REQUIRED WORK. The listing below is to be copied exactly, with pictures excluded.

WORKING DATA.
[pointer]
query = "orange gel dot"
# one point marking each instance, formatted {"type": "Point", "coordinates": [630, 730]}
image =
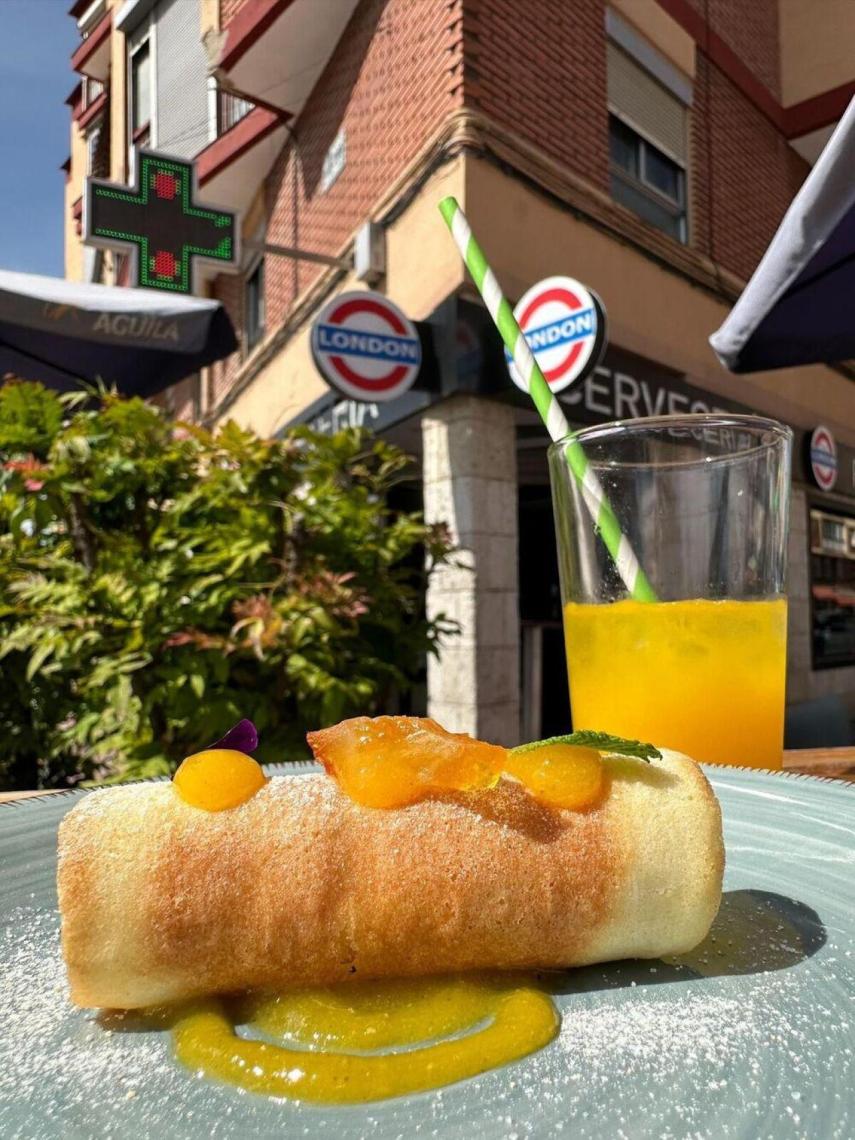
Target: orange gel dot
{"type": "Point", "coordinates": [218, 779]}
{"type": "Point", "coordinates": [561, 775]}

YOUR SOLUTION.
[pointer]
query = "orange gel dot"
# one point marking each instance, formatted {"type": "Point", "coordinates": [630, 730]}
image =
Target: orange gel dot
{"type": "Point", "coordinates": [218, 779]}
{"type": "Point", "coordinates": [561, 775]}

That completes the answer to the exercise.